Reproduce the data below word for word, setting aside any picture it holds.
------ Supplied data ------
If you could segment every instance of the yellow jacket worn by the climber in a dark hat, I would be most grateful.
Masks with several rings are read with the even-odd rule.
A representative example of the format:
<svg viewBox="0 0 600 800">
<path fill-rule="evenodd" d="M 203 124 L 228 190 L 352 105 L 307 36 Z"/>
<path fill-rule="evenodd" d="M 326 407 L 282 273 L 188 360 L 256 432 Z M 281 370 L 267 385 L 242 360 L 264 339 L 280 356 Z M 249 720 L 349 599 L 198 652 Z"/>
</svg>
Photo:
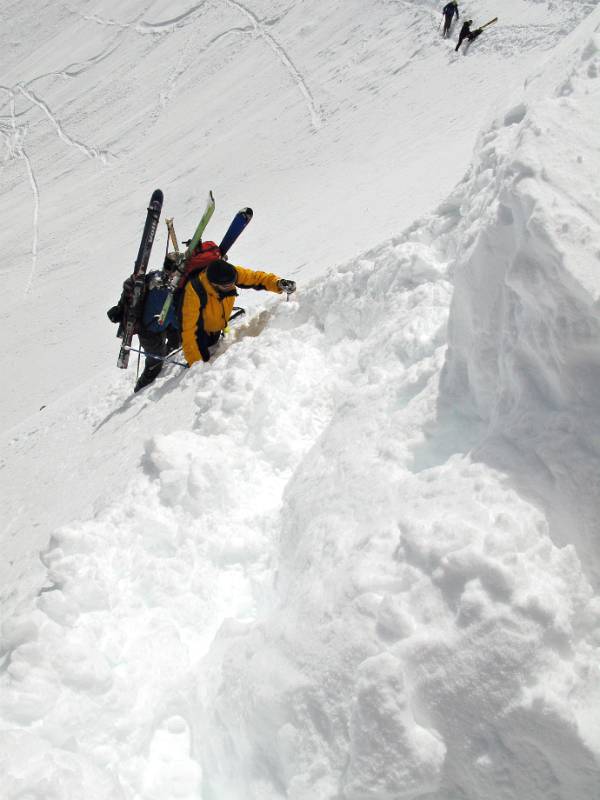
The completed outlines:
<svg viewBox="0 0 600 800">
<path fill-rule="evenodd" d="M 256 272 L 245 267 L 235 267 L 238 289 L 266 289 L 281 294 L 277 286 L 277 275 L 271 272 Z M 227 327 L 237 292 L 225 296 L 219 293 L 200 272 L 186 283 L 181 307 L 181 343 L 185 360 L 191 366 L 196 361 L 208 361 L 208 348 L 216 344 L 221 331 Z"/>
</svg>

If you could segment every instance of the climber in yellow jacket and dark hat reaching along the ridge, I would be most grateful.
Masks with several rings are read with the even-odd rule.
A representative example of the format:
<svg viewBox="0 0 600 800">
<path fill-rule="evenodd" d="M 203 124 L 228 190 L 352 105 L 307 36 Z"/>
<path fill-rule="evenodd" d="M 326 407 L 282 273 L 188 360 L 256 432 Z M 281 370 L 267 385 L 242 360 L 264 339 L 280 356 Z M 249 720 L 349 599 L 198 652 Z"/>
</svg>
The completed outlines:
<svg viewBox="0 0 600 800">
<path fill-rule="evenodd" d="M 199 245 L 190 259 L 187 280 L 181 303 L 181 343 L 185 360 L 191 366 L 210 359 L 210 347 L 215 345 L 227 327 L 238 289 L 264 289 L 287 295 L 296 291 L 294 281 L 279 278 L 270 272 L 256 272 L 234 267 L 223 258 L 194 271 L 196 253 L 212 242 Z M 214 245 L 218 252 L 218 248 Z"/>
</svg>

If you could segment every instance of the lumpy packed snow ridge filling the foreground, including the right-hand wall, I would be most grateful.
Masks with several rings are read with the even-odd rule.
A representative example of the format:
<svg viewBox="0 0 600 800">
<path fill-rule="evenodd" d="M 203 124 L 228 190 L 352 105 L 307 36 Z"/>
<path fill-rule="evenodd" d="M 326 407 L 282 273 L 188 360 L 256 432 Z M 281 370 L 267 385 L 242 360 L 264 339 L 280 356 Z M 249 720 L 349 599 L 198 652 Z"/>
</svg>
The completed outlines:
<svg viewBox="0 0 600 800">
<path fill-rule="evenodd" d="M 5 598 L 9 800 L 600 796 L 599 78 L 596 8 L 435 213 L 89 405 L 144 453 Z"/>
</svg>

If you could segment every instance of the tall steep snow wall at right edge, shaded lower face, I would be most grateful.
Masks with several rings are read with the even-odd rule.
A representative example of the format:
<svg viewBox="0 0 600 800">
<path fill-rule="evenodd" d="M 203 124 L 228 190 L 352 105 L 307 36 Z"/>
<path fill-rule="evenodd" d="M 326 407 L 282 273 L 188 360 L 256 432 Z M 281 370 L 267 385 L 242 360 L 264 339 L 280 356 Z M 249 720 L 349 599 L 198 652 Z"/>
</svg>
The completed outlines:
<svg viewBox="0 0 600 800">
<path fill-rule="evenodd" d="M 600 579 L 598 12 L 481 137 L 454 195 L 455 294 L 441 402 L 485 424 L 509 472 Z"/>
</svg>

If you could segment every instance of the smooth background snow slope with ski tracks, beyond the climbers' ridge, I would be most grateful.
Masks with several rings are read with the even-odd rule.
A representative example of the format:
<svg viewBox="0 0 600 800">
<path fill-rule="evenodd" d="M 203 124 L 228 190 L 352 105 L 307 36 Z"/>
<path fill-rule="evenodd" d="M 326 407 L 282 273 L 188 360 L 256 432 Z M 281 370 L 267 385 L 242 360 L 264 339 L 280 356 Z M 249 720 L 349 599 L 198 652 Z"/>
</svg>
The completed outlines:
------
__Response to the task__.
If you could segment every instance of the yellow jacket worn by the climber in a dark hat, I would be most grateful.
Masks with several rings are read with the even-odd rule.
A representative example of the format:
<svg viewBox="0 0 600 800">
<path fill-rule="evenodd" d="M 203 124 L 228 190 L 352 105 L 307 36 Z"/>
<path fill-rule="evenodd" d="M 326 407 L 282 273 L 188 360 L 256 432 Z M 281 370 L 267 385 L 242 360 L 264 339 L 280 356 Z M 249 720 L 349 599 L 198 652 Z"/>
</svg>
Photo:
The completed outlines:
<svg viewBox="0 0 600 800">
<path fill-rule="evenodd" d="M 256 272 L 245 267 L 235 267 L 238 289 L 266 289 L 281 294 L 277 286 L 277 275 L 271 272 Z M 227 327 L 237 292 L 225 296 L 219 293 L 200 272 L 186 283 L 181 307 L 181 343 L 185 360 L 191 366 L 196 361 L 208 361 L 208 348 L 216 344 L 221 331 Z"/>
</svg>

If you could segment every instance of the climber in yellow jacket and dark hat reaching along the ridge, I would be most grateful.
Masks with several rings are read with the even-odd rule.
A representative example of the format:
<svg viewBox="0 0 600 800">
<path fill-rule="evenodd" d="M 203 124 L 228 190 L 352 105 L 307 36 Z"/>
<path fill-rule="evenodd" d="M 326 407 L 282 273 L 188 360 L 256 432 Z M 281 370 L 267 385 L 242 360 L 264 339 L 280 356 Z M 249 720 L 349 599 L 198 652 Z"/>
</svg>
The completed outlines:
<svg viewBox="0 0 600 800">
<path fill-rule="evenodd" d="M 199 245 L 190 259 L 187 280 L 181 303 L 181 343 L 185 360 L 191 366 L 210 359 L 210 347 L 215 345 L 227 327 L 238 289 L 264 289 L 287 295 L 296 291 L 294 281 L 279 278 L 270 272 L 256 272 L 234 267 L 223 258 L 194 271 L 196 253 L 212 242 Z M 214 245 L 218 252 L 218 248 Z"/>
</svg>

If you could segment every instance of the lumpy packed snow ridge filling the foreground, including the right-hand wall, I would be most grateful.
Masks with several rings are read with the even-odd rule.
A representative example of the format:
<svg viewBox="0 0 600 800">
<path fill-rule="evenodd" d="M 203 124 L 228 190 L 352 105 L 307 36 Z"/>
<path fill-rule="evenodd" d="M 326 407 L 282 273 L 188 360 L 256 432 Z M 281 370 L 267 385 L 242 360 L 264 339 L 280 356 Z M 249 720 L 349 599 L 198 652 Z"/>
</svg>
The completed outlines:
<svg viewBox="0 0 600 800">
<path fill-rule="evenodd" d="M 5 598 L 9 800 L 600 796 L 599 78 L 596 8 L 435 213 L 89 405 L 144 453 Z"/>
</svg>

If you could segment every instance of the tall steep snow wall at right edge, shaded lower face, I would be most grateful.
Masks with several rings are read with the even-odd rule.
A representative example of the format:
<svg viewBox="0 0 600 800">
<path fill-rule="evenodd" d="M 203 124 L 228 190 L 352 105 L 307 36 Z"/>
<path fill-rule="evenodd" d="M 326 407 L 282 273 L 188 360 L 256 432 Z M 281 370 L 267 385 L 242 360 L 264 339 L 280 356 Z M 249 720 L 349 599 L 198 652 Z"/>
</svg>
The completed outlines:
<svg viewBox="0 0 600 800">
<path fill-rule="evenodd" d="M 600 579 L 598 12 L 481 137 L 454 195 L 455 294 L 441 402 L 485 424 L 509 472 Z"/>
</svg>

If you could segment every instance of the smooth background snow slope with ski tracks, beyond the climbers' ridge, I would be most grateful.
Masks with several rings are read with the even-odd rule.
A representative example of the format:
<svg viewBox="0 0 600 800">
<path fill-rule="evenodd" d="M 203 124 L 228 190 L 352 105 L 307 36 Z"/>
<path fill-rule="evenodd" d="M 326 407 L 282 273 L 188 360 L 256 432 Z M 281 370 L 267 385 L 242 360 L 264 339 L 280 356 Z M 249 720 L 349 599 L 198 652 Z"/>
</svg>
The completed outlines:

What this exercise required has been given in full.